§ GIVEN TEXT:

I have been asked the question; from the two currently available LEGO Winter Village sets which one is better? We reviewed both sets separately, but this question prompted me to also write up a comparison review. So, below, we will discuss how the different features of the #10267 LEGO Creator Gingerbread House from last year and the #10275 LEGO Creator Elf Club House released this year compare. This may help those who are deciding between the two sets due to space or budget restrictions.

Let me start by saying that both sets are charming and worthy additions to the LEGO Winter Village collection. You can’t really go wrong with purchasing either of them. However, if you have to make a choice, there are some differences that may make you sway towards either of the two.


The Gingerbread House comes with 1,477 pieces and two minifigures, and the Elf Club House with 1,197 pieces and four minifigures. They are both just about eight inches tall, and their width and depth are about the same as well. The Gingerbread House has a slightly larger white base (28 x 16 studs) with more snowy landscape at the front of the building. However, even though the Elf Club House is on a smaller base (26 x 12 studs), it has a separately attached chimney which is not on the same base. So all in all the two buildings are about the same size as far as the amount of space they take up. Both buildings come with a light-brick to illuminate parts of the interior.


The architectural style of the two buildings is also similar with several high-pitched roofs and tall and prominent chimneys reminiscent of Alpine architecture. However, while the Elf Club House is almost symmetrical, the Gingerbread House has a more variegated look from the front.

While the architecture of both buildings is based on reality, they are also in a fantasy setting. The Gingerbread House is occupied by gingerbread people, and the Elf Club House is the dwelling of Santa’s elves. And this is where the two buildings diverge quite a bit. While both sets feature fantasy elements, the Elf Club House remains far more realistic. It could be easily used as a regular Alpine house with very little modification. The Gingerbread House, on the other hand, is based on a delicious gingerbread house, which is in turn based on real architecture. If you would want to turn it into a realistic dwelling, you would have quite a bit of work to do.

The bottom line is that the Gingerbread House leans more towards fantasy and the Elf Club House more towards reality. This makes the Gingerbread House more festive and a more interesting display piece, while the Elf Club House is a better representation of real Alpine architecture.

§ EXERCISE: Reproduce the passage of the LEGO set comparison verbatim, between "The bottom line" and "real Alpine architecture.", inclusive.

§ INFORMATION PROVIDED:
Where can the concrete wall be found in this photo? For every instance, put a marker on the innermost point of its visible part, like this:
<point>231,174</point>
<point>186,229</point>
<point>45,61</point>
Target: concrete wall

§ FULL ANSWER:
The bottom line is that the Gingerbread House leans more towards fantasy and the Elf Club House more towards reality. This makes the Gingerbread House more festive and a more interesting display piece, while the Elf Club House is a better representation of real Alpine architecture.